Pick out every line of the entries below that contains the string "roof", and copy each one. Case counts.

--- START MATERIAL PROVIDED ---

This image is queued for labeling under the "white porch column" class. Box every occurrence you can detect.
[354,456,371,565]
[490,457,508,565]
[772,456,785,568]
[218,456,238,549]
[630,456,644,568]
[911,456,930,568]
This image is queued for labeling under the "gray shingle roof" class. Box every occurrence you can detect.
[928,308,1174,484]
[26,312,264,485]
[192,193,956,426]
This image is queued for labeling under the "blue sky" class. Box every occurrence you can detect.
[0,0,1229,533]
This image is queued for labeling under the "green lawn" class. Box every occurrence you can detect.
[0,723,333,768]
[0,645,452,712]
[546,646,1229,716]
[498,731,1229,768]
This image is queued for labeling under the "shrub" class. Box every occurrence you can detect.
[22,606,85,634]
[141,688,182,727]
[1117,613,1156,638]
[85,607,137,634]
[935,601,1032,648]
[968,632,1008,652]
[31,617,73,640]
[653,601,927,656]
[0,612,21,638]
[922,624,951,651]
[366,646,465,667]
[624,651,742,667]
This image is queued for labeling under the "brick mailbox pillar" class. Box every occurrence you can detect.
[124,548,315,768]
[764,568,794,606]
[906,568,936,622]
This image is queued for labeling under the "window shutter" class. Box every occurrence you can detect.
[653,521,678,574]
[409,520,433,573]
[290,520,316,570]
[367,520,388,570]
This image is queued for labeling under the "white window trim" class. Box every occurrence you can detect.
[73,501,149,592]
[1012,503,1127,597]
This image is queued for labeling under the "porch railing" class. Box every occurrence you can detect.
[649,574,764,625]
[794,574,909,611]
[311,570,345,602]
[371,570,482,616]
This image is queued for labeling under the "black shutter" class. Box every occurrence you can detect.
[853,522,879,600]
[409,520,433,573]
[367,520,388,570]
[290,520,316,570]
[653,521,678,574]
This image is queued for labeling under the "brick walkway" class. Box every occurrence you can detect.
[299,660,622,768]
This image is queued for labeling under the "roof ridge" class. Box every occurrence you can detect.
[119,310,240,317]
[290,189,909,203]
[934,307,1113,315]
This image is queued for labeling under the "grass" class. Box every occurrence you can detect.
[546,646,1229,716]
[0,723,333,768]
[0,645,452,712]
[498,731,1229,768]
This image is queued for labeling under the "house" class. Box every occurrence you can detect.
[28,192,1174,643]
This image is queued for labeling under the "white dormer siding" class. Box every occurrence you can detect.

--- END MATERIAL PROVIDED ---

- WRITTEN ANSWER:
This image is queued for labeling under the "gray shingle roof" class. Box every occurrence you can detect.
This image is queued for labeling under the "roof ridge" class. Box every occurrence you can detect.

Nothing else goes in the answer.